═══ ТЕКСТ ЗАДАНИЯ

В приложенной к статье записке “Об обязанностях духовенства” Ломоносов высказывается еще определеннее: “Святого и Синода и духовенства не одна должность, что Богу молиться за кого они должны, но и обучать страху Божию и честным нравам словом и примером. ‹…› Посмотрите в России, посмотрите в благоустроенных государствах. Пусть примером будет Германия.
Тамошние пасторы не ходят никогда на обеды, по крестинам, родинам, свадьбам и похоронам, не токмо в городах, но и по деревням, за стыд то почитают, а ежели мало коего увидят, что он пьет, тотчас лишат места. А у нас при всякой пирушке по городам и деревням попы первые пьяницы. И не довольствуясь тем, с обеда по кабакам ходят, а иногда и до крови дерутся.

══════
═══ ИЗВЛЕЧЁННЫЙ МАТЕРИАЛ

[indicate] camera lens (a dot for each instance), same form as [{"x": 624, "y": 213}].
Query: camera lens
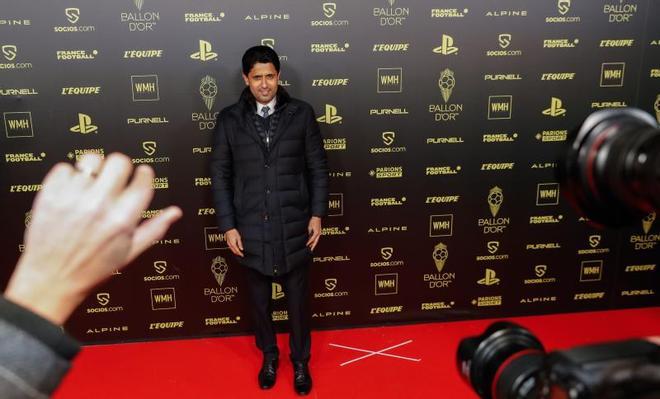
[
  {"x": 503, "y": 362},
  {"x": 611, "y": 170}
]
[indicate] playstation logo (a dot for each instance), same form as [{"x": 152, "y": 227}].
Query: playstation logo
[
  {"x": 490, "y": 278},
  {"x": 205, "y": 52},
  {"x": 84, "y": 125},
  {"x": 447, "y": 47},
  {"x": 555, "y": 108}
]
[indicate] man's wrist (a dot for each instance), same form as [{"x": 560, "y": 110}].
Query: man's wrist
[{"x": 54, "y": 301}]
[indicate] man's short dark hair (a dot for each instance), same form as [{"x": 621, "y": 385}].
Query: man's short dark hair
[{"x": 261, "y": 54}]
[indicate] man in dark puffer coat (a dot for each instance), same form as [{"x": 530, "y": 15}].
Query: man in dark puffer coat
[{"x": 270, "y": 187}]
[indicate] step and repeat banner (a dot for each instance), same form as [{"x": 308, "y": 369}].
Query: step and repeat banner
[{"x": 442, "y": 121}]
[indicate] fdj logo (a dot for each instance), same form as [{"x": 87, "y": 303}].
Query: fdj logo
[{"x": 277, "y": 291}]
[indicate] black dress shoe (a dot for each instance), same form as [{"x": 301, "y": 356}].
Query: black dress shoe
[
  {"x": 268, "y": 372},
  {"x": 302, "y": 380}
]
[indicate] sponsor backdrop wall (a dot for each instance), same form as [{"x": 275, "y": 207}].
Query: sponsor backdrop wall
[{"x": 441, "y": 120}]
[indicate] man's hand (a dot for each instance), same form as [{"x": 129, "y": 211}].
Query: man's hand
[
  {"x": 233, "y": 238},
  {"x": 314, "y": 231},
  {"x": 85, "y": 225}
]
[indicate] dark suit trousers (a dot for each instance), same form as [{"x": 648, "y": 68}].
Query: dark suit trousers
[{"x": 295, "y": 290}]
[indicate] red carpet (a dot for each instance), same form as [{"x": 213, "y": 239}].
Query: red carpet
[{"x": 227, "y": 367}]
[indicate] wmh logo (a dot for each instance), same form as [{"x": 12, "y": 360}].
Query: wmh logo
[
  {"x": 547, "y": 194},
  {"x": 145, "y": 87},
  {"x": 214, "y": 239},
  {"x": 500, "y": 107},
  {"x": 335, "y": 204},
  {"x": 390, "y": 80},
  {"x": 163, "y": 298},
  {"x": 441, "y": 225},
  {"x": 612, "y": 73},
  {"x": 386, "y": 284},
  {"x": 18, "y": 124}
]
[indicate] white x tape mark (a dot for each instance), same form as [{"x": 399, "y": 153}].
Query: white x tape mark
[{"x": 373, "y": 353}]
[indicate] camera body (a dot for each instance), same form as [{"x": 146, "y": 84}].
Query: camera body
[{"x": 507, "y": 361}]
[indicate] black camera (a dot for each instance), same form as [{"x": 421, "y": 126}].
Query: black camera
[
  {"x": 507, "y": 361},
  {"x": 610, "y": 167}
]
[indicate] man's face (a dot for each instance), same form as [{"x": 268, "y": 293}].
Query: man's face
[{"x": 262, "y": 80}]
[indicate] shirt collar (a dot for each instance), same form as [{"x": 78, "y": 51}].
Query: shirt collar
[{"x": 271, "y": 106}]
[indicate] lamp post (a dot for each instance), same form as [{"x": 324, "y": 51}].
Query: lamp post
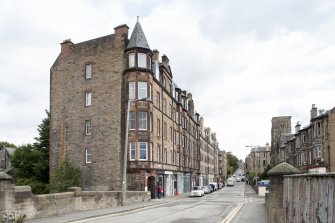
[
  {"x": 125, "y": 158},
  {"x": 255, "y": 149}
]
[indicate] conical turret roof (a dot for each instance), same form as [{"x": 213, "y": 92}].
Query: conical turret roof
[{"x": 137, "y": 38}]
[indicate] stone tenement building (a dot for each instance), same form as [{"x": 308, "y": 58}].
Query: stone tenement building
[
  {"x": 281, "y": 127},
  {"x": 91, "y": 85},
  {"x": 222, "y": 164},
  {"x": 312, "y": 148},
  {"x": 258, "y": 159}
]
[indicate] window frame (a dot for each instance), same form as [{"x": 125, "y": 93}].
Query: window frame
[
  {"x": 132, "y": 121},
  {"x": 132, "y": 148},
  {"x": 131, "y": 60},
  {"x": 141, "y": 149},
  {"x": 88, "y": 98},
  {"x": 88, "y": 155},
  {"x": 142, "y": 60},
  {"x": 88, "y": 127},
  {"x": 142, "y": 89},
  {"x": 142, "y": 120},
  {"x": 131, "y": 90},
  {"x": 88, "y": 71}
]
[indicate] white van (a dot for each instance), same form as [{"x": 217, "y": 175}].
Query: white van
[
  {"x": 215, "y": 185},
  {"x": 230, "y": 182}
]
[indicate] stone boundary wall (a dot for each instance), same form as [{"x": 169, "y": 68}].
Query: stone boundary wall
[
  {"x": 309, "y": 198},
  {"x": 16, "y": 201}
]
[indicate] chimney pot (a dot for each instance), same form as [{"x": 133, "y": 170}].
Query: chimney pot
[
  {"x": 314, "y": 111},
  {"x": 66, "y": 47},
  {"x": 121, "y": 30},
  {"x": 155, "y": 56}
]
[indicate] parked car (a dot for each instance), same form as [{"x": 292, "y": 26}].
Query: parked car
[
  {"x": 215, "y": 185},
  {"x": 206, "y": 189},
  {"x": 230, "y": 182},
  {"x": 197, "y": 192}
]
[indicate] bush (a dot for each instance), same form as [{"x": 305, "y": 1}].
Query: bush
[
  {"x": 37, "y": 187},
  {"x": 65, "y": 176}
]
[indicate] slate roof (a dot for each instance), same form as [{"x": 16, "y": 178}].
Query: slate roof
[{"x": 137, "y": 38}]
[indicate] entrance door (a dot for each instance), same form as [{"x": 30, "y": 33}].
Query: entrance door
[{"x": 151, "y": 186}]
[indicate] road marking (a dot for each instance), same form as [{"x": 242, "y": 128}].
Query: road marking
[
  {"x": 90, "y": 219},
  {"x": 232, "y": 214}
]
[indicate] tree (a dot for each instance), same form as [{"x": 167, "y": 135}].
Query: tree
[
  {"x": 232, "y": 163},
  {"x": 29, "y": 167},
  {"x": 42, "y": 142},
  {"x": 65, "y": 176},
  {"x": 6, "y": 144},
  {"x": 264, "y": 175},
  {"x": 31, "y": 162}
]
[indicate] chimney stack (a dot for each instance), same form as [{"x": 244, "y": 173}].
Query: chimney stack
[
  {"x": 165, "y": 60},
  {"x": 66, "y": 47},
  {"x": 201, "y": 122},
  {"x": 155, "y": 56},
  {"x": 297, "y": 127},
  {"x": 314, "y": 111},
  {"x": 121, "y": 30}
]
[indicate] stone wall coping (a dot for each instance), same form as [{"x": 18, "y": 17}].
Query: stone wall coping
[
  {"x": 55, "y": 195},
  {"x": 22, "y": 188},
  {"x": 283, "y": 169},
  {"x": 4, "y": 176},
  {"x": 312, "y": 175}
]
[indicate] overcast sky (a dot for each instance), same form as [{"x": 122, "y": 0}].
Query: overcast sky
[{"x": 243, "y": 61}]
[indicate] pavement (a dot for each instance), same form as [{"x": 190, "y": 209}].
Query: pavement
[
  {"x": 81, "y": 215},
  {"x": 253, "y": 210}
]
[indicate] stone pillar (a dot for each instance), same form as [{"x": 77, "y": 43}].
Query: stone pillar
[
  {"x": 275, "y": 201},
  {"x": 6, "y": 195}
]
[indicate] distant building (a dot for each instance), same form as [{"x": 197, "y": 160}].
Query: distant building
[
  {"x": 92, "y": 84},
  {"x": 281, "y": 128},
  {"x": 312, "y": 148},
  {"x": 258, "y": 159},
  {"x": 222, "y": 164},
  {"x": 5, "y": 163}
]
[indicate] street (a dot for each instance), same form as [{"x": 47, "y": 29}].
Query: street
[{"x": 230, "y": 204}]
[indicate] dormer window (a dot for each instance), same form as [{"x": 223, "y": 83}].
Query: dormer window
[
  {"x": 131, "y": 60},
  {"x": 137, "y": 59},
  {"x": 142, "y": 60}
]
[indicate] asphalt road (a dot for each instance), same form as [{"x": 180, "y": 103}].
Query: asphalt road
[{"x": 228, "y": 205}]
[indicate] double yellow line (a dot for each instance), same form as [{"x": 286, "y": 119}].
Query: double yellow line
[{"x": 232, "y": 213}]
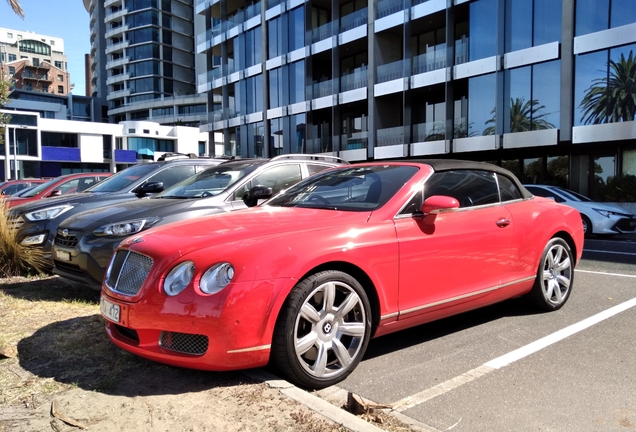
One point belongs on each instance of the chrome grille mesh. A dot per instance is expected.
(128, 271)
(184, 342)
(15, 222)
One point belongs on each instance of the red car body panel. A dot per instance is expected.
(415, 269)
(14, 201)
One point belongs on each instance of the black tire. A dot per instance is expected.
(587, 226)
(555, 276)
(311, 327)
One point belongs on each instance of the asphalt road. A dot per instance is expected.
(510, 368)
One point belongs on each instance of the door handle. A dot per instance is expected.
(502, 223)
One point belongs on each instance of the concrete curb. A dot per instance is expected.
(328, 409)
(313, 402)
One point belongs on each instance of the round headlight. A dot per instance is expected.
(178, 278)
(216, 278)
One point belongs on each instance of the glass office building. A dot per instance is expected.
(543, 87)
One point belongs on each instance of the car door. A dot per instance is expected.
(453, 256)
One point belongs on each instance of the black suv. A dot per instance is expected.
(86, 241)
(36, 222)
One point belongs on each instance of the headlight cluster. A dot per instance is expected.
(608, 213)
(47, 213)
(125, 228)
(212, 281)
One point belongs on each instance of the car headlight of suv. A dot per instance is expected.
(125, 228)
(47, 213)
(608, 213)
(216, 278)
(178, 278)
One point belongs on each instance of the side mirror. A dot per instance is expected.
(438, 204)
(146, 188)
(55, 192)
(255, 193)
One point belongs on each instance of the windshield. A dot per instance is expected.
(573, 196)
(39, 188)
(212, 181)
(122, 179)
(361, 188)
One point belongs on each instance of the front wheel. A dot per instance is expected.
(554, 277)
(323, 330)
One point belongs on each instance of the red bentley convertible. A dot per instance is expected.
(307, 278)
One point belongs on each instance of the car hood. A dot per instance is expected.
(582, 206)
(182, 238)
(168, 209)
(72, 199)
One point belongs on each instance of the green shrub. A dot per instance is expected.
(17, 259)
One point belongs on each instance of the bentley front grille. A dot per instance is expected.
(128, 271)
(184, 342)
(15, 222)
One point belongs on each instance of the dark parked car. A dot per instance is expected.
(10, 187)
(62, 185)
(598, 217)
(86, 241)
(36, 222)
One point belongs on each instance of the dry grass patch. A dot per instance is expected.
(58, 363)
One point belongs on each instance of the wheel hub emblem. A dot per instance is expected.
(327, 328)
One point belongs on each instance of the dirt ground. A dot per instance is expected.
(59, 372)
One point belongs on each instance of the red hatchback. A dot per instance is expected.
(11, 187)
(58, 186)
(307, 278)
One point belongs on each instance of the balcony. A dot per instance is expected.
(36, 77)
(353, 20)
(116, 47)
(116, 63)
(117, 78)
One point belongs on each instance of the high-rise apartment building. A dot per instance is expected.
(539, 86)
(34, 62)
(144, 63)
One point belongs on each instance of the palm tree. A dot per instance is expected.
(612, 99)
(524, 116)
(15, 5)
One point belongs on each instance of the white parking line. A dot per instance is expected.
(609, 252)
(515, 355)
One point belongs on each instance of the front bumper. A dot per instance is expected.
(226, 331)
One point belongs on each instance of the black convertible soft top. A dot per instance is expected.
(457, 164)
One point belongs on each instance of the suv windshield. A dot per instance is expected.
(39, 188)
(349, 189)
(122, 179)
(212, 181)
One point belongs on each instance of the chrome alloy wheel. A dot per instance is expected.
(330, 330)
(557, 274)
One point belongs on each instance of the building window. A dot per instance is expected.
(533, 96)
(599, 76)
(597, 15)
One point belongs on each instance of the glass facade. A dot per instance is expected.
(510, 81)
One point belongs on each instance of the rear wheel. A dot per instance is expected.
(323, 330)
(554, 277)
(587, 226)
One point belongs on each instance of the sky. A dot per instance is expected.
(66, 19)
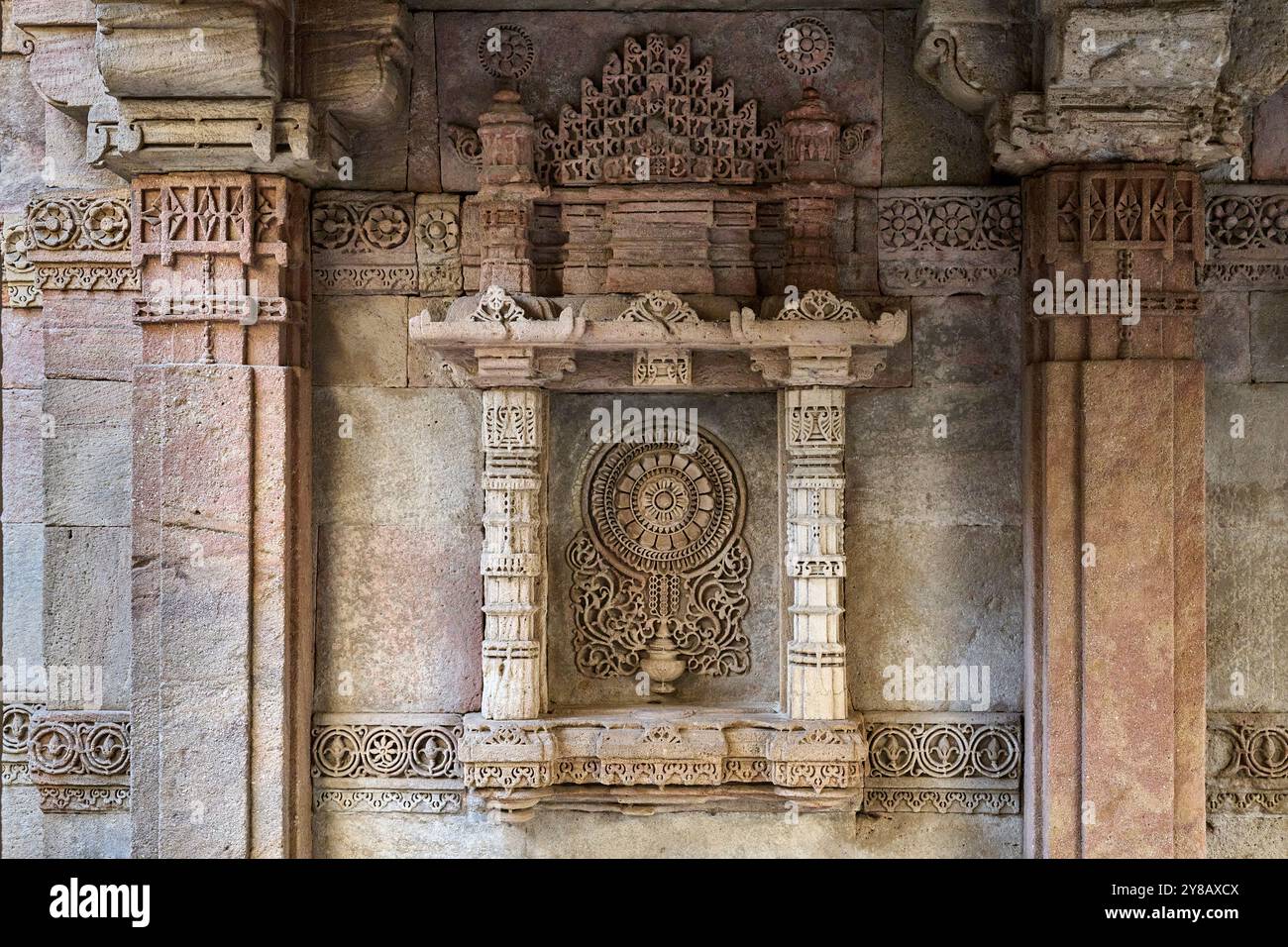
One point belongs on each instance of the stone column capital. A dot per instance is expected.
(248, 85)
(1125, 81)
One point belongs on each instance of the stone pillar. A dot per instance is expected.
(507, 182)
(222, 517)
(811, 150)
(1115, 515)
(814, 440)
(514, 553)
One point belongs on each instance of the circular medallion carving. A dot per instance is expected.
(652, 508)
(805, 46)
(506, 52)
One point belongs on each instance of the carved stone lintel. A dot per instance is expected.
(649, 761)
(662, 368)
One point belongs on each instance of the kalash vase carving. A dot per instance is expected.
(660, 567)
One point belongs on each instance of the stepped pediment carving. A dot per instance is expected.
(658, 118)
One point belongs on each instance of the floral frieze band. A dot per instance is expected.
(386, 763)
(80, 241)
(934, 241)
(1247, 763)
(1247, 237)
(374, 243)
(943, 763)
(80, 761)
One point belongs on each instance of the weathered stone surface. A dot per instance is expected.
(24, 591)
(900, 472)
(965, 341)
(1269, 331)
(22, 134)
(1247, 836)
(22, 834)
(24, 458)
(674, 835)
(1270, 140)
(360, 341)
(411, 460)
(423, 158)
(398, 620)
(935, 595)
(1247, 618)
(86, 621)
(24, 348)
(86, 462)
(918, 124)
(1223, 337)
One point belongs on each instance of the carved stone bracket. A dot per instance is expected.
(80, 761)
(820, 339)
(386, 763)
(256, 85)
(670, 761)
(943, 763)
(1247, 763)
(18, 287)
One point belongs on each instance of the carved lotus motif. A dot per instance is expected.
(53, 224)
(901, 223)
(107, 224)
(385, 226)
(439, 230)
(952, 223)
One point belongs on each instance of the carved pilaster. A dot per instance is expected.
(513, 561)
(814, 441)
(1115, 508)
(811, 151)
(223, 624)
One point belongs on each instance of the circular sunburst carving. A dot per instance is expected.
(653, 508)
(806, 47)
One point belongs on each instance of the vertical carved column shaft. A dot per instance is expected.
(514, 553)
(1115, 631)
(814, 429)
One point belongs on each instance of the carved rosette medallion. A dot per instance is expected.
(660, 573)
(805, 47)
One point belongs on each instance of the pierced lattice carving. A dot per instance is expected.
(661, 560)
(655, 118)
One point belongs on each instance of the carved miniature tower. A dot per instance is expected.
(507, 178)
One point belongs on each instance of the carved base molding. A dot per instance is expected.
(1247, 763)
(943, 763)
(623, 759)
(80, 761)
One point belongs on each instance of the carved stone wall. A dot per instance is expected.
(356, 172)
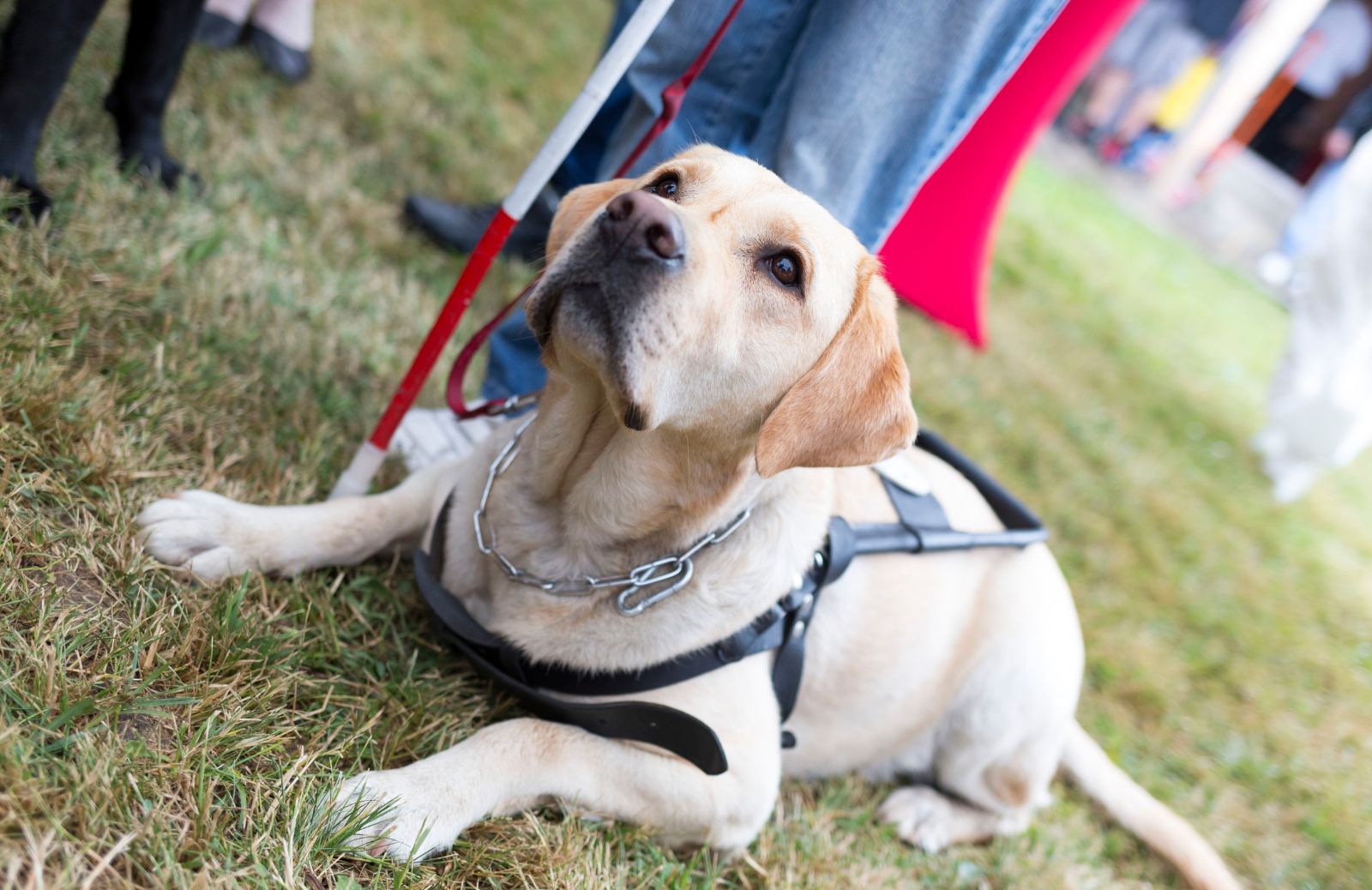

══════

(ЗАДАНИЕ) Что, по словам Ломоносова в тексте задания, происходит с немецким пастором, если увидят, что он пьёт? Записи здесь ни при чём.

(РЕШЁННОЕ ЗАДАНИЕ) Его тотчас лишают места.